Coordinate annotation items
--- BEGIN ---

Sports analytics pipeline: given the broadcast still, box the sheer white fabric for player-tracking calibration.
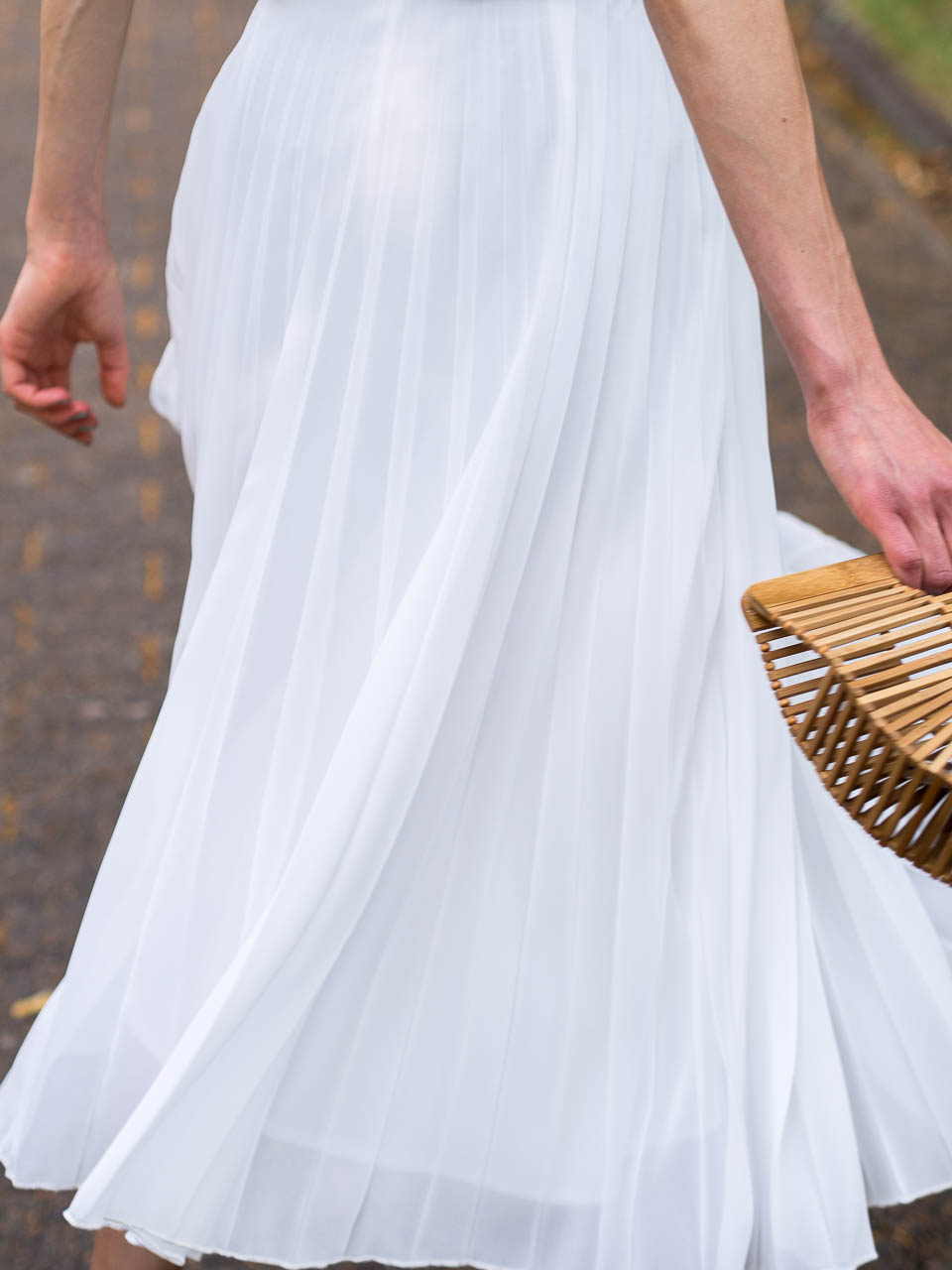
[0,0,952,1270]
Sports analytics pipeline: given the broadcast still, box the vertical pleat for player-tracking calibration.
[0,0,952,1270]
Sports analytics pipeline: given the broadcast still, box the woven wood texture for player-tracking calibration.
[742,553,952,885]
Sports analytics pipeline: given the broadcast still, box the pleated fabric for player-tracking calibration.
[0,0,952,1270]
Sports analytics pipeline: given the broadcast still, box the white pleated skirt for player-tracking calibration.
[0,0,952,1270]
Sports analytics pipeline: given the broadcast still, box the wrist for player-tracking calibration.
[26,199,109,260]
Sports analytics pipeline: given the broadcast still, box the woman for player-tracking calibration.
[0,0,952,1270]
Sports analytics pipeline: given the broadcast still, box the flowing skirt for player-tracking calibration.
[0,0,952,1270]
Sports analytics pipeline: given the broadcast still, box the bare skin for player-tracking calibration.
[645,0,952,593]
[0,0,952,1270]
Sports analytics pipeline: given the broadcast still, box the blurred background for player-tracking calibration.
[0,0,952,1270]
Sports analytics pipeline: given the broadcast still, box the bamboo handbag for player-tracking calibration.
[742,553,952,885]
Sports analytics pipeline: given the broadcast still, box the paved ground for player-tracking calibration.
[0,0,952,1270]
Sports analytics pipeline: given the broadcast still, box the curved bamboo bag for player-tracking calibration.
[742,552,952,884]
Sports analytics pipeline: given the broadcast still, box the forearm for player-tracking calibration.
[645,0,885,408]
[27,0,132,255]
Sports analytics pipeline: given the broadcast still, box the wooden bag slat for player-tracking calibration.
[742,552,952,885]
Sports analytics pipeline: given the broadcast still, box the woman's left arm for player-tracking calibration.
[0,0,132,444]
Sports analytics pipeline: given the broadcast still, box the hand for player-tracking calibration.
[807,372,952,594]
[0,238,130,445]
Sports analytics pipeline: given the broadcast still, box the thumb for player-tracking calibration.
[96,331,130,407]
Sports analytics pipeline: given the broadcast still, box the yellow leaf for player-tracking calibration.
[10,988,54,1019]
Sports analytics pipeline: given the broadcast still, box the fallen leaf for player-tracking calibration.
[10,988,54,1019]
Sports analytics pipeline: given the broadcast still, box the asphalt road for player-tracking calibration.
[0,0,952,1270]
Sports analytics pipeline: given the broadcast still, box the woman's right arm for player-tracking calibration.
[645,0,952,591]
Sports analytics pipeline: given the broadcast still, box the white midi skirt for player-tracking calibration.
[0,0,952,1270]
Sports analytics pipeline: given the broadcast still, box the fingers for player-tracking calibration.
[875,504,952,595]
[96,334,130,407]
[0,353,99,444]
[14,398,99,445]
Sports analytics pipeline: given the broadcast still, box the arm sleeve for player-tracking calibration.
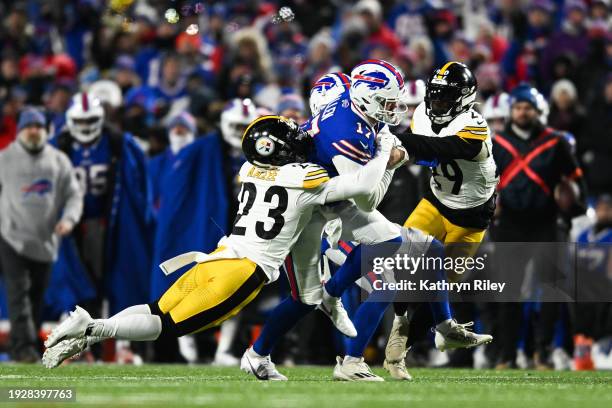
[60,157,83,224]
[397,133,483,160]
[322,148,393,206]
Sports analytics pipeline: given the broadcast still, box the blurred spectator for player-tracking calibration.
[548,79,586,140]
[112,55,140,95]
[482,92,510,133]
[43,81,74,137]
[387,0,433,44]
[0,109,83,363]
[218,28,272,100]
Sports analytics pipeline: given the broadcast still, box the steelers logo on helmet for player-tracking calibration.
[255,136,276,157]
[425,61,477,125]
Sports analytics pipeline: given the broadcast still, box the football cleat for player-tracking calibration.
[334,357,385,381]
[435,319,493,351]
[317,286,357,337]
[212,353,240,367]
[240,347,287,381]
[45,306,93,348]
[42,336,97,368]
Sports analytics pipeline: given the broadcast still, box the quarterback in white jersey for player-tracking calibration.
[43,116,394,368]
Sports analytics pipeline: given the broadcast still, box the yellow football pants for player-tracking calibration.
[404,198,486,266]
[157,258,266,336]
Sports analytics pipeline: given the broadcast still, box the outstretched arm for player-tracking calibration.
[322,135,393,207]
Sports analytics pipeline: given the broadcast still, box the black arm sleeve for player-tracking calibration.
[397,133,482,160]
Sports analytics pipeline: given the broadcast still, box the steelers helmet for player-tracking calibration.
[242,116,313,167]
[425,61,477,125]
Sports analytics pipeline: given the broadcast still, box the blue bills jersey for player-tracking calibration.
[302,91,378,177]
[70,134,112,220]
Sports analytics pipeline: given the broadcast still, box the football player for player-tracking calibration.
[384,62,498,378]
[43,116,393,368]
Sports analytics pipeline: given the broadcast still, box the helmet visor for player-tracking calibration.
[425,85,461,116]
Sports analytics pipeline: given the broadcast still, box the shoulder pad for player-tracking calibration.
[455,109,489,140]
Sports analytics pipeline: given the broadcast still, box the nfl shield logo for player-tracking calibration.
[255,136,274,156]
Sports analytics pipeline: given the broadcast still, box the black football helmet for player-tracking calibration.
[425,61,477,125]
[242,116,313,167]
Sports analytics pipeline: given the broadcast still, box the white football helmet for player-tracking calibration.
[221,98,259,149]
[66,92,104,144]
[309,72,351,116]
[482,92,510,120]
[400,79,425,124]
[350,59,406,126]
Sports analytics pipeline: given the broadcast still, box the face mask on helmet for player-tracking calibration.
[221,99,257,148]
[308,72,349,116]
[66,93,104,144]
[425,61,477,124]
[425,85,462,123]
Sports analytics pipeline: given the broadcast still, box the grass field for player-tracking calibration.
[0,364,612,408]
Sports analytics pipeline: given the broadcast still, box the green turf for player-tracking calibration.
[0,364,612,408]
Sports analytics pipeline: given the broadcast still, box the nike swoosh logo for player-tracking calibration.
[246,356,268,381]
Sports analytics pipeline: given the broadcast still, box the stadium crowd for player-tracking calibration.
[0,0,612,369]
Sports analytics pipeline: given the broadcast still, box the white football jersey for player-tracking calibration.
[220,162,333,282]
[410,102,498,209]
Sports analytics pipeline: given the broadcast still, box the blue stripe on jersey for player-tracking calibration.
[302,91,376,177]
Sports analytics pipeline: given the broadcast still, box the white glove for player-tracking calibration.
[376,128,395,154]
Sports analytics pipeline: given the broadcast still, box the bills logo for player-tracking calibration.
[21,179,53,197]
[353,71,390,89]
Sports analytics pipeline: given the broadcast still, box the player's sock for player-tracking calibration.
[325,236,402,297]
[253,297,316,356]
[425,239,452,325]
[85,314,162,341]
[346,291,391,357]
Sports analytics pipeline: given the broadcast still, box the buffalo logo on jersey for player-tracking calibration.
[21,179,53,197]
[353,71,391,90]
[425,61,476,124]
[242,115,313,167]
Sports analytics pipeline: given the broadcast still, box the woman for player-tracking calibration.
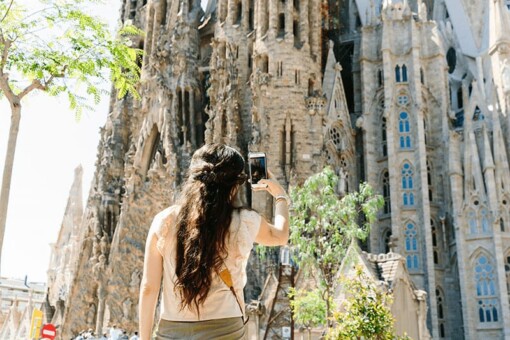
[139,144,289,340]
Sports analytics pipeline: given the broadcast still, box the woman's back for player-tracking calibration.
[151,205,261,321]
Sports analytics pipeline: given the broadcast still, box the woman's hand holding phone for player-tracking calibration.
[252,169,286,197]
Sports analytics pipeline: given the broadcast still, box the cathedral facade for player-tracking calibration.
[47,0,510,339]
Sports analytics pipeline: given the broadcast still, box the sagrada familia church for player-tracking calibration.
[10,0,510,339]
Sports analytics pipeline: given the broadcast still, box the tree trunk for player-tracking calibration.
[0,101,21,273]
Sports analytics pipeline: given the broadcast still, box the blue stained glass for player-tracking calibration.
[469,218,478,234]
[489,282,496,295]
[482,217,489,233]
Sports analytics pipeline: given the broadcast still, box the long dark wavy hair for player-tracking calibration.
[175,144,246,314]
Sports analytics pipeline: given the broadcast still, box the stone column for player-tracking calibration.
[170,89,179,141]
[180,88,188,144]
[284,0,294,38]
[241,0,250,32]
[189,89,197,148]
[309,0,321,58]
[143,6,154,68]
[227,0,236,25]
[95,282,106,335]
[298,0,310,45]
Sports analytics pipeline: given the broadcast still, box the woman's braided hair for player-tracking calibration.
[175,144,246,314]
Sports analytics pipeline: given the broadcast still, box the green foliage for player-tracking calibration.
[328,266,407,340]
[290,167,384,324]
[289,288,327,327]
[0,0,143,114]
[290,167,384,286]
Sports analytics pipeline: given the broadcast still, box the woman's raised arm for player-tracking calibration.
[138,221,163,340]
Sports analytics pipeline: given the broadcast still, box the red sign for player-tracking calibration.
[41,323,57,340]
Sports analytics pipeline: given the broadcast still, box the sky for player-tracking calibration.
[0,0,207,282]
[0,0,120,282]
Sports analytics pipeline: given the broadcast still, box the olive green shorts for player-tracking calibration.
[155,317,245,340]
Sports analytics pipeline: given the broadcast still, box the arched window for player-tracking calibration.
[381,117,388,157]
[475,254,499,323]
[402,64,407,82]
[427,160,434,202]
[404,223,420,271]
[382,170,391,214]
[468,209,478,235]
[383,229,391,254]
[480,208,491,234]
[329,126,344,151]
[398,111,411,149]
[436,287,446,338]
[401,162,414,206]
[505,250,510,303]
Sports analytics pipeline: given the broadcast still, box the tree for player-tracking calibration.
[0,0,142,270]
[290,167,384,325]
[289,287,327,339]
[327,266,409,340]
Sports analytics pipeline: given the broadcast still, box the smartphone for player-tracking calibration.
[248,152,267,187]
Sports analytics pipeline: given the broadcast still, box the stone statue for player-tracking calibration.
[501,59,510,93]
[122,298,132,320]
[90,236,100,263]
[337,167,347,196]
[92,254,106,281]
[85,303,96,326]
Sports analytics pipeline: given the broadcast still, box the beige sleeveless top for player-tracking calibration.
[151,206,261,321]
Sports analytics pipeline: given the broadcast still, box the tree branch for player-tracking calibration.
[0,32,12,76]
[18,79,46,100]
[0,74,19,105]
[0,0,14,22]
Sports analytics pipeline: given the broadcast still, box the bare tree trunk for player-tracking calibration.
[0,101,21,273]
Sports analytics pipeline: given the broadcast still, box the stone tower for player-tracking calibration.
[359,1,449,338]
[45,0,510,339]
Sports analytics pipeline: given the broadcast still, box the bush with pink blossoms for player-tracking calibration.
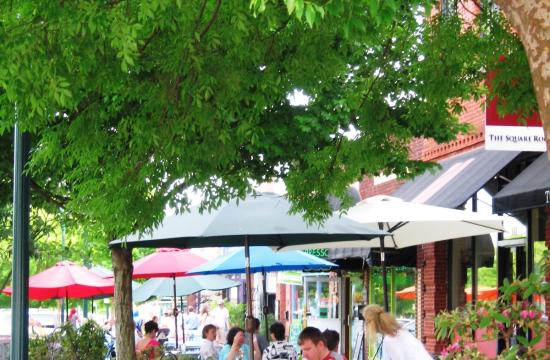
[435,254,550,360]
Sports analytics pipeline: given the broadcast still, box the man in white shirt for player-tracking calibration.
[212,299,230,344]
[184,306,200,330]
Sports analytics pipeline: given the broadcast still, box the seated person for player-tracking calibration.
[262,322,297,360]
[200,324,220,360]
[218,326,261,360]
[244,317,269,354]
[323,329,348,360]
[136,321,160,360]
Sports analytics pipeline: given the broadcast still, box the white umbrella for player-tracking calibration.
[284,195,504,310]
[284,195,504,250]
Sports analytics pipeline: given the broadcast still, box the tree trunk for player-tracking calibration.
[495,0,550,157]
[111,248,136,360]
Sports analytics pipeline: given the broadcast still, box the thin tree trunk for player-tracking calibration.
[111,248,136,360]
[495,0,550,157]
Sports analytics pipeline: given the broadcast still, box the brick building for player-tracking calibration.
[360,92,550,353]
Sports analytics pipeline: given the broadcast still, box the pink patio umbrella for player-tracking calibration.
[132,248,207,347]
[2,261,114,320]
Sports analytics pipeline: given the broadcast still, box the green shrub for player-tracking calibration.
[29,320,107,360]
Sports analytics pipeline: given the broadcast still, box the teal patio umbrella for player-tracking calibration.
[132,275,241,302]
[188,246,338,339]
[110,193,390,359]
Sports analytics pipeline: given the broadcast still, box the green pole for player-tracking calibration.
[10,124,30,360]
[390,268,397,315]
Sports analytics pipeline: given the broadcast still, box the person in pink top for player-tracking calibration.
[136,321,160,360]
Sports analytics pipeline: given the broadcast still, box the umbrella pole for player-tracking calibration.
[172,274,179,349]
[244,235,254,360]
[262,270,269,339]
[378,223,389,311]
[184,296,189,344]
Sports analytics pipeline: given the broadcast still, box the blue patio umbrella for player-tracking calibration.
[189,246,338,339]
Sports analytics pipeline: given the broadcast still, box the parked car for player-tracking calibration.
[0,308,60,337]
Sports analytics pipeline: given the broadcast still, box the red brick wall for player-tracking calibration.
[417,241,447,353]
[359,101,485,199]
[544,206,550,349]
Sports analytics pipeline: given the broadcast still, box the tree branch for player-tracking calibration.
[200,0,222,39]
[29,178,70,208]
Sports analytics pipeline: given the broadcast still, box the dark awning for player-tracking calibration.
[493,153,550,212]
[393,149,519,208]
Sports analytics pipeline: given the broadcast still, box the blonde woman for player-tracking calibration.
[363,304,433,360]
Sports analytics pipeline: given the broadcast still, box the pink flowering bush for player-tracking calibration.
[435,254,550,360]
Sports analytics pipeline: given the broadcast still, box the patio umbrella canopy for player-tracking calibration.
[132,275,241,302]
[288,195,504,249]
[132,248,206,279]
[110,193,389,359]
[282,195,504,311]
[132,248,206,348]
[189,246,338,274]
[189,246,338,339]
[2,261,114,300]
[110,193,388,248]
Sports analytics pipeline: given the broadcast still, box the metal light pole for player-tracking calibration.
[10,124,30,360]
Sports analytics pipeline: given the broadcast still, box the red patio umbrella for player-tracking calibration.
[2,261,114,300]
[132,248,207,279]
[2,261,114,318]
[132,248,207,348]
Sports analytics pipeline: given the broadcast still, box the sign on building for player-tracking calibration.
[485,98,546,152]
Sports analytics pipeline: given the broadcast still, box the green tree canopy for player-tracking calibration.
[0,0,533,237]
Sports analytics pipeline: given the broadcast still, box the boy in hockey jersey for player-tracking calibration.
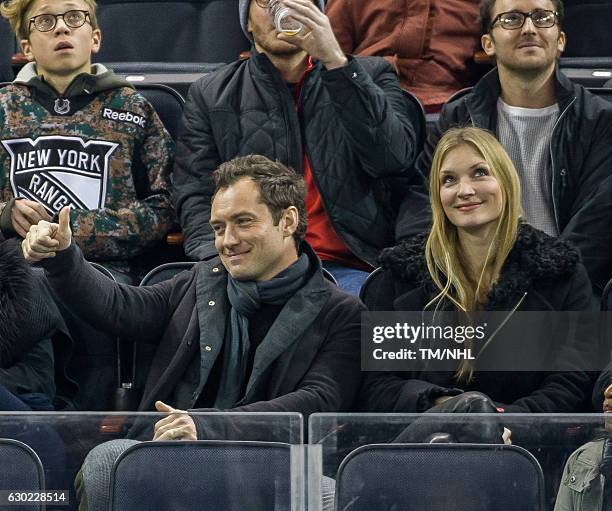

--- END ---

• **REQUIRED TASK**
Count how many lines of the items contain the word "yellow", treating case as significant, and give only the number.

• **TASK RESULT**
2